Pull out and copy every line of the items below that contains the word "surface"; upper and lower case must match.
-- start of Materials provided --
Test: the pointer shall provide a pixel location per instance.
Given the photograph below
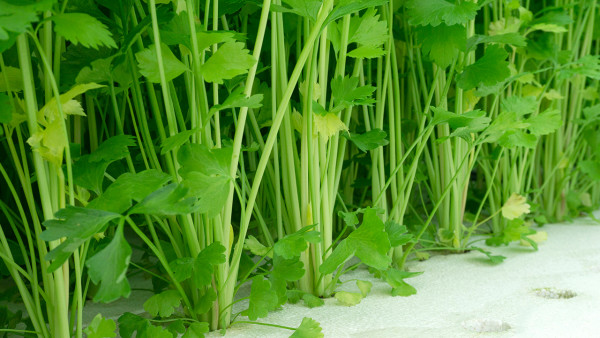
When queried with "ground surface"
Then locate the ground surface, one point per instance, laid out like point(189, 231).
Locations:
point(459, 291)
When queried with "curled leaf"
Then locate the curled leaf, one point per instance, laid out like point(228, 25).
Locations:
point(515, 206)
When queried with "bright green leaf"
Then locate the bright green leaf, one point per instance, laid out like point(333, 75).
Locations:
point(11, 78)
point(117, 197)
point(101, 327)
point(176, 140)
point(312, 301)
point(590, 168)
point(366, 52)
point(395, 278)
point(434, 12)
point(344, 7)
point(83, 28)
point(346, 92)
point(442, 43)
point(149, 67)
point(514, 39)
point(369, 242)
point(163, 304)
point(76, 225)
point(370, 140)
point(197, 330)
point(364, 287)
point(348, 298)
point(262, 299)
point(520, 105)
point(517, 138)
point(169, 200)
point(230, 60)
point(309, 328)
point(367, 30)
point(489, 70)
point(130, 324)
point(206, 173)
point(494, 259)
point(306, 8)
point(257, 248)
point(205, 262)
point(5, 108)
point(182, 268)
point(545, 123)
point(88, 170)
point(397, 233)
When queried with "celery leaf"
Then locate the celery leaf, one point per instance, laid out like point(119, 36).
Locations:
point(262, 299)
point(205, 263)
point(369, 243)
point(370, 140)
point(101, 327)
point(84, 29)
point(230, 60)
point(149, 66)
point(442, 43)
point(163, 304)
point(309, 328)
point(206, 173)
point(489, 70)
point(76, 225)
point(434, 12)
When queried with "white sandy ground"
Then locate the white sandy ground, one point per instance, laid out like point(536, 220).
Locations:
point(457, 290)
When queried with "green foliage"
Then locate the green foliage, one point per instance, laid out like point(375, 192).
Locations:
point(196, 330)
point(148, 63)
point(348, 298)
point(442, 43)
point(119, 195)
point(83, 28)
point(369, 242)
point(395, 278)
point(230, 60)
point(515, 230)
point(205, 263)
point(176, 141)
point(309, 328)
point(308, 9)
point(169, 200)
point(262, 299)
point(494, 259)
point(101, 327)
point(397, 233)
point(370, 140)
point(346, 92)
point(434, 12)
point(88, 170)
point(5, 109)
point(294, 244)
point(76, 225)
point(111, 277)
point(489, 70)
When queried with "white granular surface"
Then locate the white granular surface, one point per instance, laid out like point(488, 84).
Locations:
point(485, 325)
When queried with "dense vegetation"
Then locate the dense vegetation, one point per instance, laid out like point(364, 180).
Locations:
point(205, 144)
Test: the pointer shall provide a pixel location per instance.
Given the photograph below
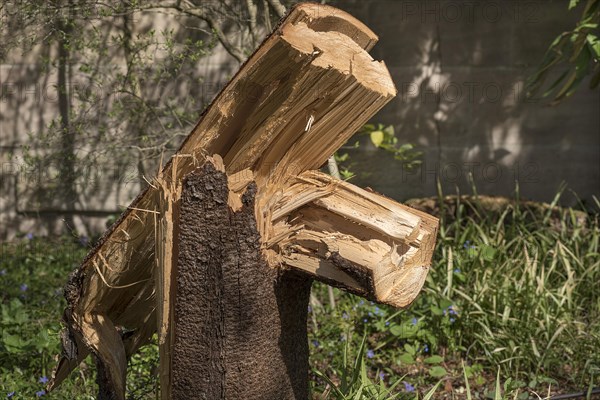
-- end of Materials provided --
__Correct response__:
When queried with "ground surface"
Then locate the ground surface, one point per instance, laid out like point(189, 231).
When queried with "white granular surface"
Then locate the white granular surface, one point per instance, laid out like point(488, 84).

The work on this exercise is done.